GIVEN TASK - Emit the line that holds "Where can you spot the mansard" and all lines following it through the end of the data, verbatim, and nothing else.

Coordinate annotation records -
>>
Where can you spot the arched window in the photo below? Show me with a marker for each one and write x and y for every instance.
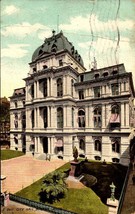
(82, 145)
(96, 76)
(97, 145)
(115, 146)
(32, 90)
(45, 87)
(23, 120)
(105, 74)
(72, 87)
(59, 87)
(115, 116)
(97, 117)
(16, 121)
(81, 118)
(59, 117)
(72, 117)
(32, 119)
(54, 48)
(45, 117)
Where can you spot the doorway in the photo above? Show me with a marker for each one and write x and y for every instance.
(45, 145)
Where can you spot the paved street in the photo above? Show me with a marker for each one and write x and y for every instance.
(25, 170)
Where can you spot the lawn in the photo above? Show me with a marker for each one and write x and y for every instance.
(8, 154)
(77, 200)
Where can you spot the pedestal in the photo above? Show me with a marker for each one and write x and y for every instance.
(75, 169)
(113, 206)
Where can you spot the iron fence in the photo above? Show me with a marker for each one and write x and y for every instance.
(38, 205)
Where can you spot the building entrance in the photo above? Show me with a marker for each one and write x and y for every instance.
(45, 145)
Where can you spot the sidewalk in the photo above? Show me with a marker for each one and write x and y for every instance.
(24, 170)
(16, 208)
(129, 200)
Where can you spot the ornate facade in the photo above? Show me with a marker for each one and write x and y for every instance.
(62, 105)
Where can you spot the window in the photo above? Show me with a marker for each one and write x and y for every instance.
(23, 120)
(97, 158)
(115, 160)
(16, 138)
(54, 48)
(97, 117)
(82, 144)
(115, 89)
(97, 92)
(96, 76)
(97, 145)
(60, 62)
(116, 146)
(45, 117)
(60, 117)
(15, 104)
(45, 66)
(81, 95)
(16, 121)
(105, 74)
(34, 70)
(59, 87)
(115, 116)
(32, 91)
(32, 119)
(72, 117)
(72, 87)
(81, 118)
(81, 78)
(45, 88)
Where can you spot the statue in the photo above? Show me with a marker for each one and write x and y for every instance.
(75, 153)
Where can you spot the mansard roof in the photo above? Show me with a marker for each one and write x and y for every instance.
(55, 44)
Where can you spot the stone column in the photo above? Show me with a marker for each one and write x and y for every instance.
(122, 115)
(35, 90)
(48, 87)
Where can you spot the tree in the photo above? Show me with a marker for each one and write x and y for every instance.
(75, 153)
(54, 187)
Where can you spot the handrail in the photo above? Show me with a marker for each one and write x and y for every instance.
(121, 199)
(38, 205)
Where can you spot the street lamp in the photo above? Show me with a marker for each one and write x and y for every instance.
(112, 186)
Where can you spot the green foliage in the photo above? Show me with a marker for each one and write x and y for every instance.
(54, 187)
(4, 111)
(105, 174)
(8, 154)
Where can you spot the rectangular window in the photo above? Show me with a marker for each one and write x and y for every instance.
(81, 95)
(115, 89)
(60, 62)
(97, 92)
<<
OUTPUT OF THE EXERCISE -
Where can you spot the mansard roof in the photo above? Show me with a marker for each one and write x and y for every instance.
(55, 44)
Where can you spot the stone column in the photo above? Show me with a marker for each one and write x and y for every instance.
(122, 115)
(35, 90)
(48, 87)
Where can you spot the tree in the photo above? Show me with a marker for each one and write x and y for every instance.
(75, 153)
(54, 187)
Where can you spot the handrail in the photo above? Show me with a marker for each one and write x and y for every instance.
(121, 199)
(38, 205)
Where can you spot the street lamp in the photo above? Show me with a marker for each one and write x and y for every instance.
(112, 186)
Where can you spot the green foliage in the photo above? Show me with a marker for each one and write x and y for every instance.
(54, 187)
(4, 111)
(105, 174)
(8, 154)
Where can you spot the rectangular window in the photo above? Show me with a marker for each one and write x and y for every instance.
(81, 95)
(115, 89)
(60, 62)
(97, 92)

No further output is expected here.